============================================
BetonSibyl is a platform controlled by a set of algorithmic models (a model defined for each sport) that projects accurately estimated results (predictions of upcoming games) from a multitude of statistical variables. At launch, the platform will cover the four major US sports (Football, Basketball, Baseball, Hockey), Soccer and Tennis. Moreover, the models provide stats to measure the performance of the algorithm for the current season (for each sport) along with bankroll comparaison stats with bookmaker (scraping from the oddsportal's website to do so). Here's below an image from the mobile app propotype based on the platform.
-
It is decided that the two participating teams/players in each matchup are respectively represented by visitor team and home team (player A/player B in case of Tennis). This is contrary to another popular method of representing the teams as the favorite and underdog.
-
The point differential is chosen to be positive when the home team scores more points than the away team.
-
To represent the difference between the two teams that are playing in the matchup, the ratio or the difference between the same attributes are taken between the two teams. That is, the home team’s statistic is divided by the visitor team’s statistic. Therefore, when attributes are a positive indicator of performance, a value greater than 1 indicates that the home team performs better for that particular attribute. When the attributes are integers (not statistics), then the difference between the home team’s attribute and the away team’s attribute is taken. Examples of this are win streak, compared to statistics such as points per game that would be compared by taking the ratio.
The data is scraped from several websites according to each sport using Python and the Selenium and BeautifulSoup (only for MLB data) packages for Python. Data sources for each sports are described in the "Link" section. According to each sport/league, the script goes through each summary season page and writes season team stats and season game stats (e.g. date, the home team, away team, home team points, away team points etc.) to a csv file. Game stat data, team stat data, and datetime data are merge later into a feature file (.npz) for the ML algorithm (Lasso Logistic Regression) Here's below an example team stats data and game stats data for the NFL league. In the same scripts, After having obtained the raw data set, data is cleaned throughout the script. The script checked the completeness and validity of all the data files, and eliminated any CSV parsing errors or erroneous data values.

> EXTRACTED MATERIAL:

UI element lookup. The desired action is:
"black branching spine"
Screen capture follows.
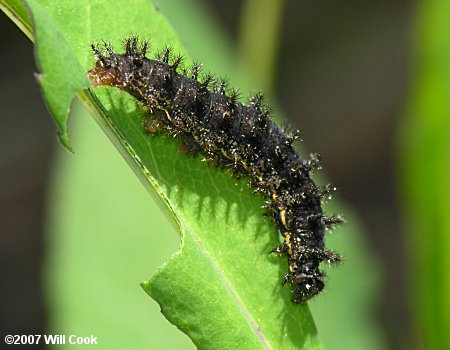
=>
[88,37,343,303]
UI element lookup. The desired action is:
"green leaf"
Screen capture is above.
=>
[4,0,326,349]
[399,0,450,349]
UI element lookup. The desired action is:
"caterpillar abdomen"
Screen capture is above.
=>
[88,37,343,303]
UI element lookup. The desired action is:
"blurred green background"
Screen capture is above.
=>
[0,0,450,349]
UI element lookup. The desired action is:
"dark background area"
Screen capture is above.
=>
[0,0,416,349]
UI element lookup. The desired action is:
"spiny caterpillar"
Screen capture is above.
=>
[88,36,343,303]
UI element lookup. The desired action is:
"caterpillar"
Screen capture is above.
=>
[88,36,343,304]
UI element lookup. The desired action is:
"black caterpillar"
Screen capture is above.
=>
[88,36,343,303]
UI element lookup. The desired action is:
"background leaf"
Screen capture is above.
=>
[399,1,450,349]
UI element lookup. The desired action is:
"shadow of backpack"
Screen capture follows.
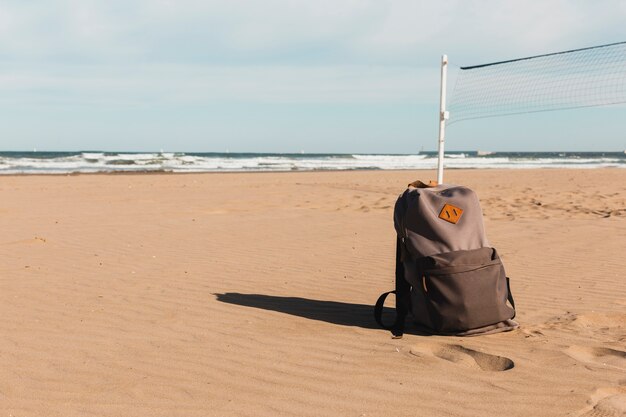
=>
[374,181,518,338]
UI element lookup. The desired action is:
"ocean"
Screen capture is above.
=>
[0,151,626,174]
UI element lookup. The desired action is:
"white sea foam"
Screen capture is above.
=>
[0,152,626,174]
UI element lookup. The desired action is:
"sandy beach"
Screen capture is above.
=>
[0,169,626,417]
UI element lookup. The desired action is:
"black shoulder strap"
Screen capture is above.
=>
[374,238,412,339]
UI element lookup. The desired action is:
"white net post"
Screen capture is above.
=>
[437,55,448,184]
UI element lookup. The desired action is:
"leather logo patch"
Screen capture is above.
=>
[439,204,463,224]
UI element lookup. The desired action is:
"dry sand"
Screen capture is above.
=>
[0,169,626,417]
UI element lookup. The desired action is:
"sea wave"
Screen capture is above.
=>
[0,151,626,174]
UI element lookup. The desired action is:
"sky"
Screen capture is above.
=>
[0,0,626,153]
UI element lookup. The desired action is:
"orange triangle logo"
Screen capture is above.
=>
[439,204,463,224]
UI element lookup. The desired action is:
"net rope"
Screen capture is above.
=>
[447,42,626,125]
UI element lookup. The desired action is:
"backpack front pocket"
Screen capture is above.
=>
[421,248,514,333]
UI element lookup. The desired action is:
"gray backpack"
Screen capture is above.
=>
[374,181,518,337]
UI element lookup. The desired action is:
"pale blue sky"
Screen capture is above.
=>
[0,0,626,153]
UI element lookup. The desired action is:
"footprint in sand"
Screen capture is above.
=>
[565,346,626,370]
[409,345,515,371]
[576,386,626,417]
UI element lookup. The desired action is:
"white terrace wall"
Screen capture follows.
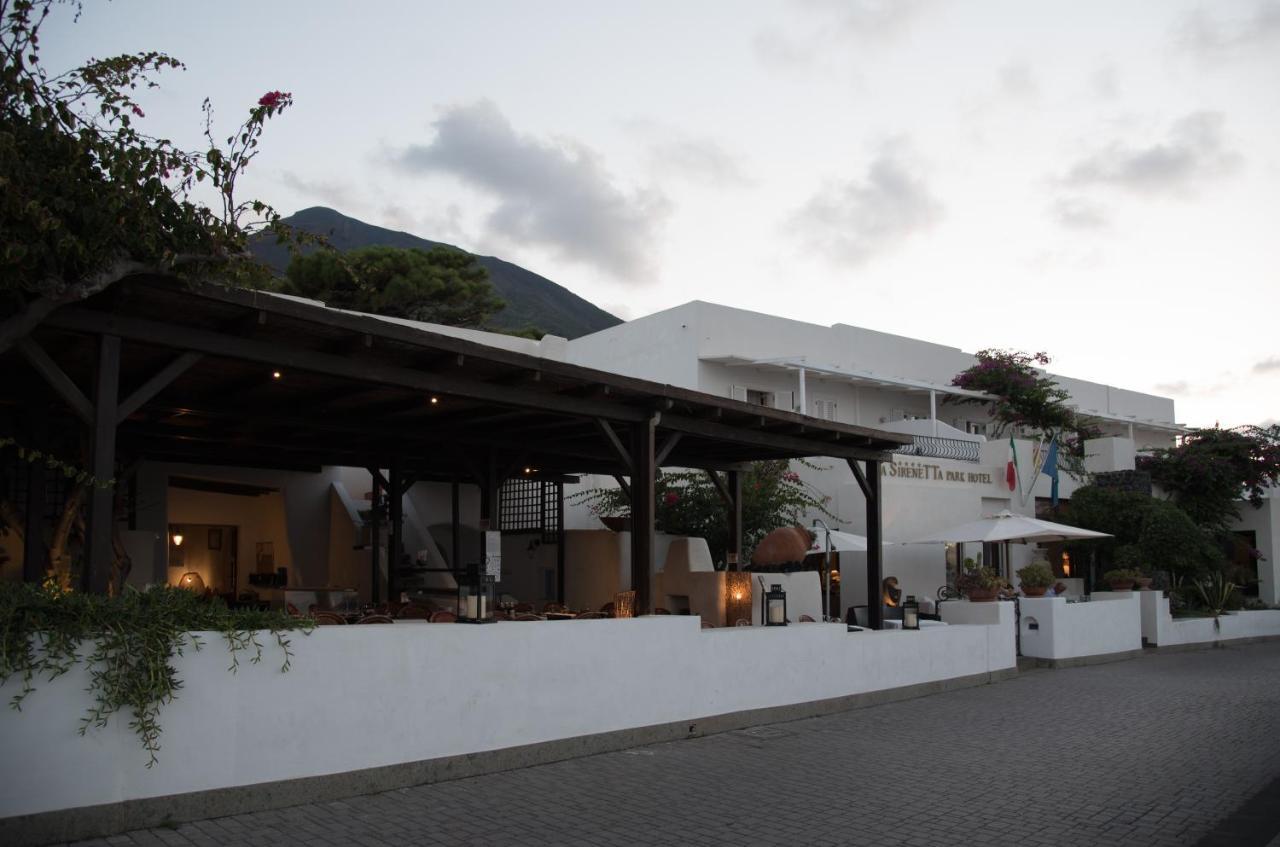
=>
[1140,591,1280,647]
[0,615,1014,818]
[1019,591,1153,659]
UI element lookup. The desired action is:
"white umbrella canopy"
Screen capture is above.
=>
[809,526,867,553]
[911,509,1112,549]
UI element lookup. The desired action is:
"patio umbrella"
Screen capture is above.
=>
[809,526,870,554]
[911,509,1111,549]
[906,509,1111,588]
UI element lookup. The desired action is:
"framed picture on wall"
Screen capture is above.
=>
[257,541,275,573]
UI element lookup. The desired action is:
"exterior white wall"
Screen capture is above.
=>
[0,615,1014,818]
[567,301,1174,437]
[1231,489,1280,605]
[1019,591,1142,659]
[1140,591,1280,647]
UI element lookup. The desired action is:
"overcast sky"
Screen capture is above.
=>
[44,0,1280,426]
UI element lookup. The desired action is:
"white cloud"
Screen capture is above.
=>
[1176,0,1280,61]
[648,137,750,188]
[1050,197,1110,229]
[1062,111,1240,194]
[1253,356,1280,374]
[394,101,669,283]
[788,146,942,265]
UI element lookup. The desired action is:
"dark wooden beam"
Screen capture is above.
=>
[369,467,383,605]
[847,459,872,499]
[115,353,204,424]
[18,338,94,426]
[724,471,742,571]
[387,457,404,601]
[45,308,649,421]
[662,415,884,459]
[653,432,685,467]
[84,335,120,594]
[863,461,884,629]
[631,416,658,614]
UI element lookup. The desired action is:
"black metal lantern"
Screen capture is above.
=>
[458,564,498,623]
[902,594,920,629]
[760,582,787,627]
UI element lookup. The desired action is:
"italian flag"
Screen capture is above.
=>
[1005,435,1018,491]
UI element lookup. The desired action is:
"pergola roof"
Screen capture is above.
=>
[0,278,910,479]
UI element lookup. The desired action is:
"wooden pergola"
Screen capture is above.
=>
[0,276,910,627]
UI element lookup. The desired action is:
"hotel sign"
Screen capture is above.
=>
[881,459,997,485]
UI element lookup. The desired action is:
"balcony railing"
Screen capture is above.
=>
[893,435,982,463]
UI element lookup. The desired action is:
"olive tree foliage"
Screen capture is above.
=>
[280,246,504,326]
[0,0,292,338]
[1138,425,1280,532]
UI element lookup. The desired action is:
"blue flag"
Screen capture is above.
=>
[1041,439,1057,508]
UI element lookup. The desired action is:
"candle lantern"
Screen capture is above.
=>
[760,582,787,627]
[902,594,920,629]
[458,564,498,623]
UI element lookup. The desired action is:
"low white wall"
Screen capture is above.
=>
[0,615,1014,818]
[1140,591,1280,647]
[1019,591,1142,659]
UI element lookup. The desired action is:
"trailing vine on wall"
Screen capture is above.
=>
[0,581,315,768]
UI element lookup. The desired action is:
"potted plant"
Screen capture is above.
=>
[1018,562,1053,598]
[956,558,1001,603]
[1102,568,1142,591]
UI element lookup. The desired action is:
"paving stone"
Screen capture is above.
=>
[62,642,1280,847]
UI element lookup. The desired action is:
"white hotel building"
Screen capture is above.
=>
[552,301,1239,606]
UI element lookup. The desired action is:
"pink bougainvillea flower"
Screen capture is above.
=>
[257,91,289,109]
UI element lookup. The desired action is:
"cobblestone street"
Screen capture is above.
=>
[64,642,1280,847]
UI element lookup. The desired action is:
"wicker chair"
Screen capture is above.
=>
[396,603,435,621]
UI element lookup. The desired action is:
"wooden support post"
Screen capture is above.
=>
[865,459,884,629]
[631,417,658,614]
[369,467,383,605]
[556,482,564,603]
[387,458,404,603]
[724,471,742,571]
[83,335,120,594]
[22,445,49,585]
[449,477,462,572]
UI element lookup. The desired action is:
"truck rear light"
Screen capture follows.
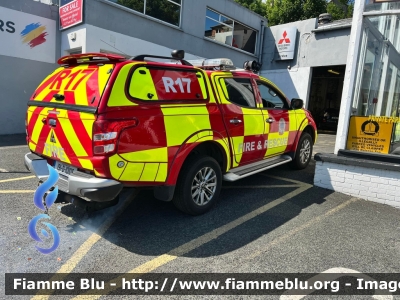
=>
[93,119,139,155]
[93,132,118,142]
[93,144,115,155]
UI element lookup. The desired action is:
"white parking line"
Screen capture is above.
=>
[70,183,311,300]
[0,145,28,150]
[0,176,36,183]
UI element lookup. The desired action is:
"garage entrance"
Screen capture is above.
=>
[308,65,346,133]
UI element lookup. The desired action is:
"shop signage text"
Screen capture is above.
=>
[346,116,393,154]
[275,27,297,60]
[0,7,56,63]
[60,0,83,30]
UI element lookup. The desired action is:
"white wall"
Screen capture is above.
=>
[260,68,311,108]
[60,25,87,56]
[314,161,400,208]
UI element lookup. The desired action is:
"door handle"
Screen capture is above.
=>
[265,118,275,124]
[229,119,242,124]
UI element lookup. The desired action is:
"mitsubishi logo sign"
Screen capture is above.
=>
[278,30,290,45]
[275,26,297,60]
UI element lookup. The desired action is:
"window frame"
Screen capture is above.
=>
[108,0,185,29]
[217,76,260,109]
[255,79,290,110]
[124,63,210,105]
[205,7,259,55]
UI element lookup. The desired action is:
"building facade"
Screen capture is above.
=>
[314,0,400,208]
[261,18,351,120]
[0,0,61,135]
[0,0,267,135]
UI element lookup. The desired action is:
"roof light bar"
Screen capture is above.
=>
[189,58,236,70]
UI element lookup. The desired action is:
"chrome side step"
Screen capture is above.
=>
[223,155,292,181]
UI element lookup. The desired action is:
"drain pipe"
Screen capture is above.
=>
[258,20,265,65]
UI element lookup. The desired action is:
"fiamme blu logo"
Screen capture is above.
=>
[28,165,60,254]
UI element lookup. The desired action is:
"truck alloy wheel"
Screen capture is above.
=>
[292,132,313,170]
[192,167,217,206]
[172,155,222,215]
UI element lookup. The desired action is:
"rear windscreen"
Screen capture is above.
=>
[30,64,114,107]
[129,66,208,101]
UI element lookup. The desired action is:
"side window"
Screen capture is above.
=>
[257,81,289,109]
[129,66,208,101]
[220,78,256,108]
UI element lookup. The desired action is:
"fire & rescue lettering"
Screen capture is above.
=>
[238,137,288,153]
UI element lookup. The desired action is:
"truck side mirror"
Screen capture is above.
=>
[290,98,304,109]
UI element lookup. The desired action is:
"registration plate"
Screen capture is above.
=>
[55,161,77,176]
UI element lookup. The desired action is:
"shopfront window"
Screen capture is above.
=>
[204,9,257,54]
[347,0,400,155]
[115,0,182,27]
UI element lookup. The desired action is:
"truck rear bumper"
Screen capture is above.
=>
[25,153,123,202]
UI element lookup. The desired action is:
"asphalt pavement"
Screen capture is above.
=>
[0,135,400,299]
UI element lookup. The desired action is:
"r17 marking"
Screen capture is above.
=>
[162,77,192,94]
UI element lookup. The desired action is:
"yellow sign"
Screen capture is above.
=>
[346,116,393,154]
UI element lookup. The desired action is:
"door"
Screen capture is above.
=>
[256,80,297,157]
[214,75,265,167]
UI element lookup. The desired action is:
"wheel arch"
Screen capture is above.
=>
[166,136,230,185]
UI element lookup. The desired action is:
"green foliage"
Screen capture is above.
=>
[327,0,354,20]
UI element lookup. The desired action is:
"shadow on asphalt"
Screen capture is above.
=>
[0,133,26,147]
[58,163,334,257]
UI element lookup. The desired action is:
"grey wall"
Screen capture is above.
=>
[262,19,350,70]
[0,0,60,135]
[261,19,350,108]
[85,0,267,66]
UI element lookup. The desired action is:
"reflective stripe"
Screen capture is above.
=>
[120,147,168,162]
[108,154,128,180]
[79,159,93,170]
[107,63,138,107]
[140,163,160,182]
[58,118,88,157]
[163,113,211,147]
[154,163,168,182]
[128,67,158,100]
[119,163,145,181]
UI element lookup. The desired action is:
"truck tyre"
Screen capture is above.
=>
[292,132,313,170]
[172,155,222,215]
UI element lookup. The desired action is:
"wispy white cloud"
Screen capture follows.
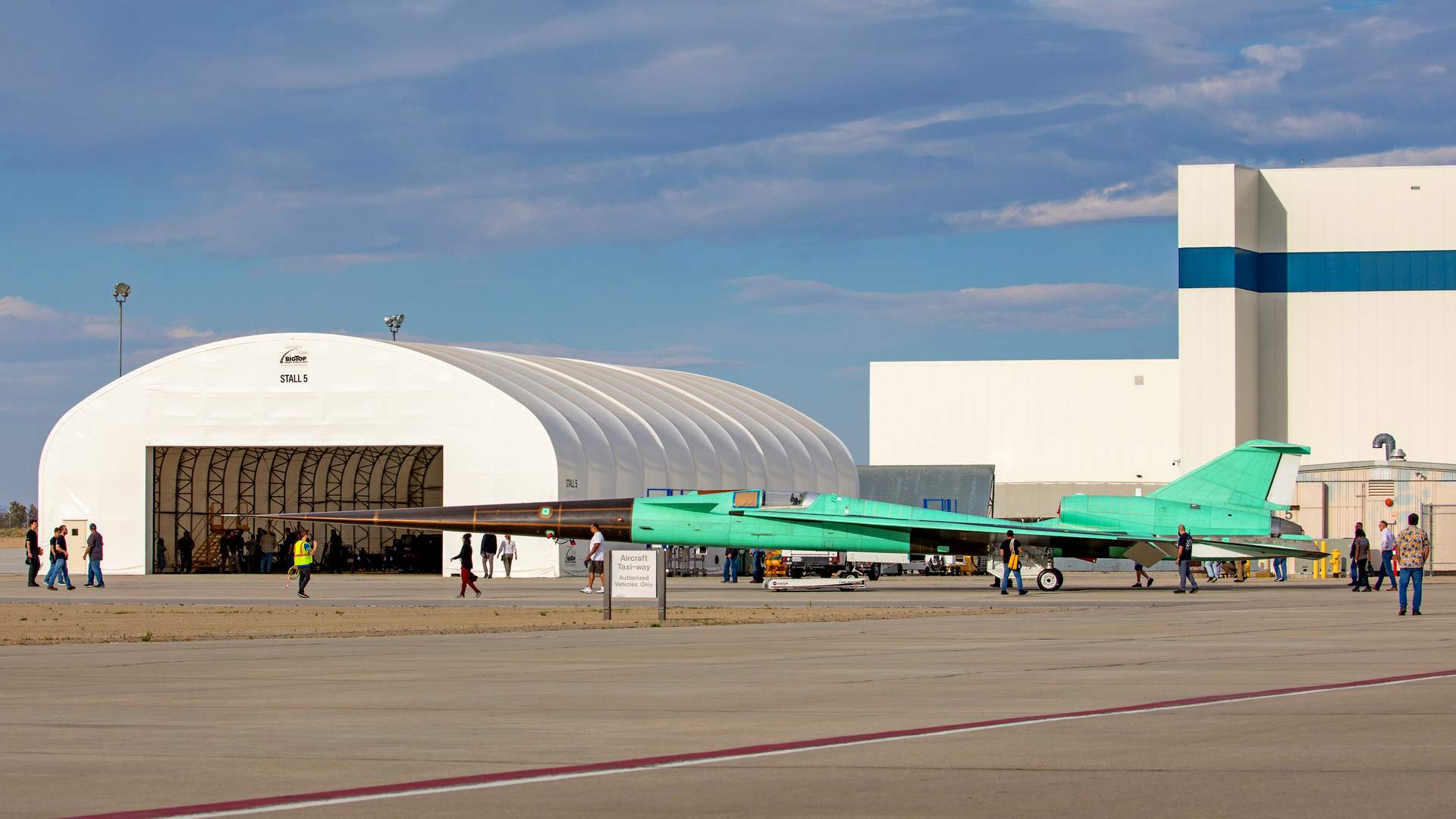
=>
[166,326,215,341]
[0,296,212,343]
[945,182,1178,231]
[459,341,742,369]
[1315,146,1456,168]
[1228,111,1373,143]
[730,275,1171,332]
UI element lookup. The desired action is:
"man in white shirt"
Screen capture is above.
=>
[500,535,516,580]
[1374,520,1398,592]
[581,523,607,595]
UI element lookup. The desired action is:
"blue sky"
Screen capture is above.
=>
[0,0,1456,501]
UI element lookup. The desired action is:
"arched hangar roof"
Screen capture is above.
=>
[399,344,859,497]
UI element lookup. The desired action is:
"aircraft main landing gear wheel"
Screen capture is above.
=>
[1037,568,1062,592]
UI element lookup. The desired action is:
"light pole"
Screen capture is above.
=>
[111,281,131,378]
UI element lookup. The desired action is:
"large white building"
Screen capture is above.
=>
[39,334,859,576]
[869,165,1456,514]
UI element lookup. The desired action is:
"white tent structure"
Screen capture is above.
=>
[39,334,859,577]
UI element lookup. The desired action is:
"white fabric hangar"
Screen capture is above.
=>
[39,334,859,577]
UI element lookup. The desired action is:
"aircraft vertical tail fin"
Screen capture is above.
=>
[1149,440,1309,510]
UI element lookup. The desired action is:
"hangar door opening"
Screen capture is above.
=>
[147,446,444,574]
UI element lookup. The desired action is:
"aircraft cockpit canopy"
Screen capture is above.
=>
[763,490,820,509]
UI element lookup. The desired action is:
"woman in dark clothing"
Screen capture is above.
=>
[450,535,481,598]
[1350,523,1373,592]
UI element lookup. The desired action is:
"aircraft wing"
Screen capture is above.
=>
[736,509,1325,563]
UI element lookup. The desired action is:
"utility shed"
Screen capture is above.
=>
[1288,459,1456,571]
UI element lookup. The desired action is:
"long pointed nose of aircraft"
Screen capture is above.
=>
[258,498,633,542]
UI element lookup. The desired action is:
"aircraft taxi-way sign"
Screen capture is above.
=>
[601,549,667,620]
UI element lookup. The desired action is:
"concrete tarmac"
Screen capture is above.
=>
[0,571,1389,607]
[0,576,1456,816]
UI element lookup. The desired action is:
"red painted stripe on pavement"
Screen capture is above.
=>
[71,669,1456,819]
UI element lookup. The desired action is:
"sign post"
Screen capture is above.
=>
[601,549,667,620]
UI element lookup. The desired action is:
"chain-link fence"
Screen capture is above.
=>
[1415,503,1456,573]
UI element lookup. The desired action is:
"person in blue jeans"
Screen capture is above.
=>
[1374,520,1401,592]
[46,526,76,592]
[1002,529,1027,595]
[82,523,106,588]
[1395,512,1431,615]
[1174,523,1198,595]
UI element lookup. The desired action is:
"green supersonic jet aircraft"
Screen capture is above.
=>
[262,440,1323,592]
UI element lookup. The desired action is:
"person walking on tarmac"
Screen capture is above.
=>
[1002,529,1027,595]
[293,532,313,599]
[25,520,42,588]
[450,532,485,598]
[1174,523,1198,595]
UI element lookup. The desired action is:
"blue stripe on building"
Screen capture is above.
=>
[1178,248,1456,293]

> PROBLEMS TO SOLVE:
1: Extract every line of the records that contains the string "dark", treating uppercase and lowercase as different.
2: Continue the text on the BetonSibyl sports prediction platform, starting after its last sentence.

> ANSWERS IN ORDER:
1:
"dark background area"
"dark wooden beam"
"woman in dark clothing"

2:
ex of NFL team stat data from the 2000 season to the 2015 season
ex of NFL game stat data from the 2000 season to the 2015 season
Data preprocessing is made in the Prepare_for_ML.py file. Here is the main idea: Having validated all our available data, the script then proceeded to load the data from the csv files into an SQL database using the SQLite single-file database engine and a few Python scripts. The flexibility of SQL queries allowed one to easily perform complex joins and merges between multiple tables via the the script. Instead of using each team’s attribute independently in the analysis, attributes are formed to represent the difference between the attribute for the two participating teams in the matchup. For example, in the NBA league the attributes ‘average_blocks_per_game_home’ and ‘average_blocks_per_game_away’ are not used in the analysis, rather, the ratio between the two values is used.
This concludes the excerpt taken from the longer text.